_Problem statement_
If a line of the records holds the word "vertices", copy it out.

Stored data entries
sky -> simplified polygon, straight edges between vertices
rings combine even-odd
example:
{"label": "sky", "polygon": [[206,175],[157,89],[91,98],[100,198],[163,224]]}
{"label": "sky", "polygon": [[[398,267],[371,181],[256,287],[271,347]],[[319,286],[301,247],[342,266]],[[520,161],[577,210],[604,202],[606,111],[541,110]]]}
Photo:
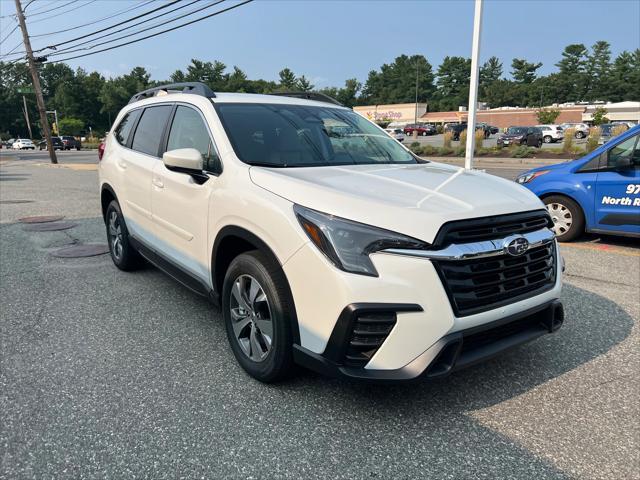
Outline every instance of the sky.
{"label": "sky", "polygon": [[[28,1],[22,0],[23,5]],[[76,0],[64,7],[69,1],[35,0],[26,10],[29,34],[42,35],[78,27],[142,0]],[[91,33],[164,1],[155,0],[148,6],[93,26],[35,37],[33,48]],[[202,0],[165,18],[211,1]],[[237,0],[227,0],[195,17],[233,3]],[[35,15],[50,8],[58,8],[59,12]],[[67,10],[71,12],[65,13]],[[32,18],[29,18],[30,11],[34,12]],[[14,0],[0,0],[0,16],[14,12]],[[176,69],[184,70],[191,58],[220,60],[229,69],[237,65],[251,79],[276,80],[278,72],[289,67],[297,75],[304,74],[311,79],[318,88],[342,86],[348,78],[364,82],[370,70],[392,62],[401,54],[424,55],[434,71],[447,55],[470,57],[473,12],[471,0],[255,0],[186,28],[67,63],[108,77],[144,66],[154,80],[163,80]],[[15,24],[11,17],[0,19],[0,39]],[[128,32],[120,35],[125,33]],[[590,46],[597,40],[608,41],[614,56],[623,50],[640,48],[640,0],[484,2],[481,61],[497,56],[504,63],[505,74],[514,57],[542,62],[540,74],[553,72],[566,45]],[[0,44],[0,54],[20,41],[18,29]]]}

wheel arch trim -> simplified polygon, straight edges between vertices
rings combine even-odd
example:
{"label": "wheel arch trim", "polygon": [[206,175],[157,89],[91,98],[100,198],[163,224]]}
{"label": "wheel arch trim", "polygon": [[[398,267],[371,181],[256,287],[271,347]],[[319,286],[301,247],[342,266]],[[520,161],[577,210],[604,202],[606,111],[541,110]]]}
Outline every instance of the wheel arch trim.
{"label": "wheel arch trim", "polygon": [[261,251],[262,253],[270,257],[271,260],[274,261],[280,267],[282,271],[282,275],[285,280],[285,294],[287,297],[286,301],[291,309],[289,313],[290,313],[290,320],[291,320],[291,330],[293,334],[293,342],[299,345],[300,344],[300,326],[298,324],[298,315],[296,313],[295,301],[293,298],[293,294],[291,293],[291,286],[289,285],[289,279],[287,278],[287,274],[282,268],[282,262],[280,261],[278,256],[274,253],[273,249],[258,235],[251,232],[250,230],[247,230],[246,228],[239,227],[237,225],[226,225],[222,227],[218,232],[218,234],[216,235],[216,239],[213,242],[213,248],[211,249],[211,282],[213,285],[214,292],[216,292],[216,295],[220,297],[220,307],[222,308],[222,298],[221,298],[222,288],[221,288],[221,285],[219,285],[218,276],[220,275],[220,273],[224,273],[224,272],[217,271],[216,258],[220,253],[220,245],[225,239],[230,237],[238,237],[244,240],[245,242],[253,245],[257,250]]}

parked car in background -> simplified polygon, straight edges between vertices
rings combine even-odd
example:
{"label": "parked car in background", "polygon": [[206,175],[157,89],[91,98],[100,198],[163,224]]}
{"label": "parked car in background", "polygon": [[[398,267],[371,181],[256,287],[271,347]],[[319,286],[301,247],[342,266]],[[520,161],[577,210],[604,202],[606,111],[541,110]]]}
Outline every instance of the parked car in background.
{"label": "parked car in background", "polygon": [[71,150],[72,148],[75,148],[76,150],[80,150],[80,148],[82,148],[82,143],[80,142],[80,140],[78,140],[75,137],[72,137],[70,135],[63,135],[62,137],[60,137],[60,139],[64,144],[65,150]]}
{"label": "parked car in background", "polygon": [[530,147],[542,147],[542,130],[538,127],[509,127],[496,140],[498,148],[508,145],[528,145]]}
{"label": "parked car in background", "polygon": [[36,146],[28,138],[19,138],[13,142],[14,150],[35,150]]}
{"label": "parked car in background", "polygon": [[[51,137],[51,142],[53,143],[54,150],[64,150],[64,143],[60,140],[60,137]],[[40,150],[47,149],[47,140],[43,139],[38,142],[38,148]]]}
{"label": "parked car in background", "polygon": [[6,148],[13,148],[13,144],[15,143],[16,139],[15,138],[10,138],[9,140],[5,140],[4,142],[4,146]]}
{"label": "parked car in background", "polygon": [[584,138],[589,135],[589,125],[586,123],[562,123],[560,127],[562,127],[562,130],[569,128],[574,129],[576,131],[576,133],[574,133],[576,138]]}
{"label": "parked car in background", "polygon": [[490,135],[494,135],[500,131],[498,127],[494,127],[485,122],[478,122],[476,128],[482,128],[485,131],[485,138],[489,138]]}
{"label": "parked car in background", "polygon": [[390,137],[395,138],[399,142],[404,142],[404,132],[401,128],[385,128],[384,131],[387,132]]}
{"label": "parked car in background", "polygon": [[404,127],[405,135],[413,135],[413,132],[418,132],[420,136],[435,135],[436,127],[428,123],[410,123]]}
{"label": "parked car in background", "polygon": [[460,140],[460,134],[467,129],[466,123],[449,123],[445,128],[445,132],[451,132],[454,140]]}
{"label": "parked car in background", "polygon": [[545,203],[561,242],[585,231],[640,237],[640,126],[582,158],[534,168],[516,181]]}
{"label": "parked car in background", "polygon": [[564,139],[564,130],[560,125],[536,125],[542,130],[542,141],[544,143],[561,142]]}

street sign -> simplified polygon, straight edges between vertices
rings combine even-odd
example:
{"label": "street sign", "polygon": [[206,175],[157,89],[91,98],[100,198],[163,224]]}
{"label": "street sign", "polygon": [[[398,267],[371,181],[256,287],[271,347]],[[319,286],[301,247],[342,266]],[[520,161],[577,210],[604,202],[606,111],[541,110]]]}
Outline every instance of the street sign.
{"label": "street sign", "polygon": [[18,93],[34,93],[33,87],[18,87]]}

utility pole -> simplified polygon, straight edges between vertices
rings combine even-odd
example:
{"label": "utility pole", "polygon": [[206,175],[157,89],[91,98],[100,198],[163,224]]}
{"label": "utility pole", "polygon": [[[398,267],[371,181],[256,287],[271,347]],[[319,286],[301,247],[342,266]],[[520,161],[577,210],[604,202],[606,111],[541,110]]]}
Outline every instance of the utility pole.
{"label": "utility pole", "polygon": [[31,72],[31,79],[33,80],[33,88],[36,93],[38,113],[40,114],[40,126],[42,127],[42,132],[44,133],[44,137],[47,140],[47,148],[49,150],[49,158],[51,158],[51,163],[58,163],[56,152],[53,149],[51,130],[49,130],[49,121],[47,120],[47,109],[44,106],[44,97],[42,96],[42,87],[40,86],[40,76],[36,67],[36,61],[33,58],[33,50],[31,49],[31,41],[29,40],[29,33],[27,32],[27,24],[24,20],[24,12],[22,11],[20,0],[15,0],[15,2],[16,15],[18,16],[18,22],[20,23],[20,30],[22,30],[24,49],[27,52],[27,63],[29,65],[29,71]]}
{"label": "utility pole", "polygon": [[469,85],[469,115],[467,118],[467,148],[464,156],[464,168],[473,168],[473,151],[476,147],[476,110],[478,109],[478,64],[480,56],[480,28],[482,25],[482,0],[476,0],[473,16],[473,42],[471,45],[471,79]]}
{"label": "utility pole", "polygon": [[416,57],[416,111],[413,116],[413,123],[418,123],[418,72],[419,72],[420,64],[418,63],[418,58]]}
{"label": "utility pole", "polygon": [[22,104],[24,105],[24,120],[27,122],[27,128],[29,129],[29,139],[33,140],[33,133],[31,133],[31,121],[29,120],[29,110],[27,110],[27,98],[22,95]]}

_Answer section_
sky -> simplified polygon, straight edges between vertices
wheel arch trim -> simplified polygon, straight edges between vertices
parked car in background -> simplified polygon, straight edges between vertices
street sign -> simplified polygon, straight edges between vertices
utility pole -> simplified polygon, straight edges between vertices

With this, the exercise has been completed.